§ **Brief A**:
Could you reproduce the piece on vocation word for word, starting with "It got me thinking" and going on through "of daily life."?

-- Begin Selected excerpt --

I almost missed it this morning.
I was reading through today's Gospel during my morning prayer, and honestly, my mind was already jumping ahead to the parish meetings scheduled for later. You know how it is, we read the familiar passages, nod along, maybe catch a phrase or two that resonates. But today, something stopped me in my tracks. There, woven into the verses I've read countless times before, was a message about vocation so clear I wondered how I'd overlooked it for years.
It got me thinking about all the young men and women in mission territories around the world who might be missing the same call.
The Message We Almost Skip
When we hear the word "vocation" in Church circles, most of us immediately think of priests, religious sisters, or brothers. And that's not wrong, but it's incomplete. What struck me this morning was how the Gospel reading presented vocation not as a singular, dramatic moment of divine intervention, but as an invitation embedded in the ordinary rhythms of daily life.

-- End Selected excerpt --
-- Begin Available data --

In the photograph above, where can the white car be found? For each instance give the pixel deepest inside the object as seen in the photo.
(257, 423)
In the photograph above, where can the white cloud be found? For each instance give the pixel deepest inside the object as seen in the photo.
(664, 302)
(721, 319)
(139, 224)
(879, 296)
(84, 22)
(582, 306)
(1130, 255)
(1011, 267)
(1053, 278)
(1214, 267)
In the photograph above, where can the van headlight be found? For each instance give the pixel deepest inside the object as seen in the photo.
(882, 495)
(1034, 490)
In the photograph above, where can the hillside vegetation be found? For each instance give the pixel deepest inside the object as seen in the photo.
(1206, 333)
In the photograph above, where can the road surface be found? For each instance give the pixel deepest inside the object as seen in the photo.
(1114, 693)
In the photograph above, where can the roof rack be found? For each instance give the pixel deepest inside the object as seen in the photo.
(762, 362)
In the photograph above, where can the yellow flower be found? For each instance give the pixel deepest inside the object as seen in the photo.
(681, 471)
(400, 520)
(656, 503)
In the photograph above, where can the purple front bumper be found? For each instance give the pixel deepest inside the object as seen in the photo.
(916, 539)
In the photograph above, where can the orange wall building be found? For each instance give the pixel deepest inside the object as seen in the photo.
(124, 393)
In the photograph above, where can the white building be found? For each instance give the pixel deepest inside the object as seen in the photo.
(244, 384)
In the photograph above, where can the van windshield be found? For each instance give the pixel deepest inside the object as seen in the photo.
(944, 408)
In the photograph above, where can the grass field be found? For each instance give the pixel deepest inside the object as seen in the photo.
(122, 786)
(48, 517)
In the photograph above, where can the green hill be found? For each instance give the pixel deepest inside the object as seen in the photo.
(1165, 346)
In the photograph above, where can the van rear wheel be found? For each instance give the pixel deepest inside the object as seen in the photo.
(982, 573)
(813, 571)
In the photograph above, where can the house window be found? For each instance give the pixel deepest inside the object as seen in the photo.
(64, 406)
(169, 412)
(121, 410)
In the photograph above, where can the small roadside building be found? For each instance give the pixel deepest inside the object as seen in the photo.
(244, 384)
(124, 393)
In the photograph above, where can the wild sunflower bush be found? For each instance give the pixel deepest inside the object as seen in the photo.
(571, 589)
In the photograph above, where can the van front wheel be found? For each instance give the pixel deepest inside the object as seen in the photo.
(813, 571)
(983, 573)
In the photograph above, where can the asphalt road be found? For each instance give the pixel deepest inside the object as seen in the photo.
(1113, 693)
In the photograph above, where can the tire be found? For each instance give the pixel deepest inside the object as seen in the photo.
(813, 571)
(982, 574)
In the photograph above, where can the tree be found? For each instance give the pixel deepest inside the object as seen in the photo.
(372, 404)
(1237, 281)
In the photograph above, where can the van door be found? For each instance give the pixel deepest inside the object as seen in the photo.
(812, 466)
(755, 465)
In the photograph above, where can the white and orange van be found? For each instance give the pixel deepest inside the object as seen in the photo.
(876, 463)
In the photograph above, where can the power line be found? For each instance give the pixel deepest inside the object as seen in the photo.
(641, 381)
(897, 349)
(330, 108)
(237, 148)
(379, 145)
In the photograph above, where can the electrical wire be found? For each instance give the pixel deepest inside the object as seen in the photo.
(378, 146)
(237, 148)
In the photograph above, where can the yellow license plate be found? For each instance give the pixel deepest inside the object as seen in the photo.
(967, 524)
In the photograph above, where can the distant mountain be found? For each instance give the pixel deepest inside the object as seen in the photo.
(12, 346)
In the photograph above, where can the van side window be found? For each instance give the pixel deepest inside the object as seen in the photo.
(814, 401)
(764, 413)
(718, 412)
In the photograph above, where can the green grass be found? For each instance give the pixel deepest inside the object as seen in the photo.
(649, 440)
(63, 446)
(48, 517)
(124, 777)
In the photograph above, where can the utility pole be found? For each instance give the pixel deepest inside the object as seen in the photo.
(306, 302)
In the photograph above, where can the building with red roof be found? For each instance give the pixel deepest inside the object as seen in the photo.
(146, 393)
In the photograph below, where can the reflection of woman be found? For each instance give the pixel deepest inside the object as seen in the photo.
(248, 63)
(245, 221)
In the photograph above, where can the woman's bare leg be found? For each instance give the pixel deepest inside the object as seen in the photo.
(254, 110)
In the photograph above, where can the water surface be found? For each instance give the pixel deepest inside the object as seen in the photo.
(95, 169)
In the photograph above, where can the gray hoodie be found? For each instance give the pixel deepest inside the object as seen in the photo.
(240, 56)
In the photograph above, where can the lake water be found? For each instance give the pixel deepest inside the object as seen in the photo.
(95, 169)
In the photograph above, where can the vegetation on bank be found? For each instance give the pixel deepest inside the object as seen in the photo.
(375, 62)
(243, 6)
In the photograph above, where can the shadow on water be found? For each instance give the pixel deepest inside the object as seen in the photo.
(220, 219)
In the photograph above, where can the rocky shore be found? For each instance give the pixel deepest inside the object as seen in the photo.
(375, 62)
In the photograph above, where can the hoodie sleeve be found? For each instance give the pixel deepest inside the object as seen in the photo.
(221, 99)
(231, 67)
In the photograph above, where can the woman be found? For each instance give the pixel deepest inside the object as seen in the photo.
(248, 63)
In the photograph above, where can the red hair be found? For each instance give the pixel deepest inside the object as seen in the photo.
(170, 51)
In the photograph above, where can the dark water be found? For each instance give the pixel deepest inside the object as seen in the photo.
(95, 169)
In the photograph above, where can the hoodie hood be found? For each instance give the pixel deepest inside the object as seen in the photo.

-- End Available data --

§ **Brief B**:
Can you arrange the listing, from its first line through the line containing "(1165, 346)", as a JSON list of strings with one string per line and blank lines left out?

§ **Full answer A**:
It got me thinking about all the young men and women in mission territories around the world who might be missing the same call.
The Message We Almost Skip
When we hear the word "vocation" in Church circles, most of us immediately think of priests, religious sisters, or brothers. And that's not wrong, but it's incomplete. What struck me this morning was how the Gospel reading presented vocation not as a singular, dramatic moment of divine intervention, but as an invitation embedded in the ordinary rhythms of daily life.

§ **Full answer B**:
[
  "In the photograph above, where can the white car be found? For each instance give the pixel deepest inside the object as seen in the photo.",
  "(257, 423)",
  "In the photograph above, where can the white cloud be found? For each instance give the pixel deepest inside the object as seen in the photo.",
  "(664, 302)",
  "(721, 319)",
  "(139, 224)",
  "(879, 296)",
  "(84, 22)",
  "(582, 306)",
  "(1130, 255)",
  "(1011, 267)",
  "(1053, 278)",
  "(1214, 267)",
  "In the photograph above, where can the van headlight be found? For each instance give the pixel deepest inside the object as seen in the photo.",
  "(882, 495)",
  "(1034, 490)",
  "In the photograph above, where can the hillside vegetation be found? For each instance give the pixel deepest inside the object as seen in the photo.",
  "(1206, 333)",
  "In the photograph above, where can the road surface be found? For each instance give the pixel deepest inside the object as seen in the photo.",
  "(1114, 693)",
  "In the photograph above, where can the roof rack be found? For each instance give the pixel deepest inside the object as seen in the photo.",
  "(762, 362)",
  "In the photograph above, where can the yellow flower be found? For each instance give the pixel deepest inside the object as seen in the photo.",
  "(681, 471)",
  "(400, 520)",
  "(656, 503)",
  "In the photograph above, where can the purple front bumper be found? For each instance give the pixel deepest inside the object as seen in the photo.",
  "(916, 539)",
  "In the photograph above, where can the orange wall building be found? For each instance give the pixel deepest inside the object as seen in the photo.",
  "(124, 393)",
  "In the photograph above, where can the white building be found? For each instance give the pixel deepest inside the object as seen in the photo.",
  "(244, 384)",
  "In the photograph above, where can the van windshield be found? For each instance give the pixel deepest inside the object as seen in the photo.",
  "(944, 408)",
  "In the photograph above, where can the grass field be found? For each instance give the pixel deepest inside the object as seen in the photo.",
  "(122, 786)",
  "(48, 517)",
  "In the photograph above, where can the green hill be found? For each instance give the pixel deepest inside the object as seen in the photo.",
  "(1165, 346)"
]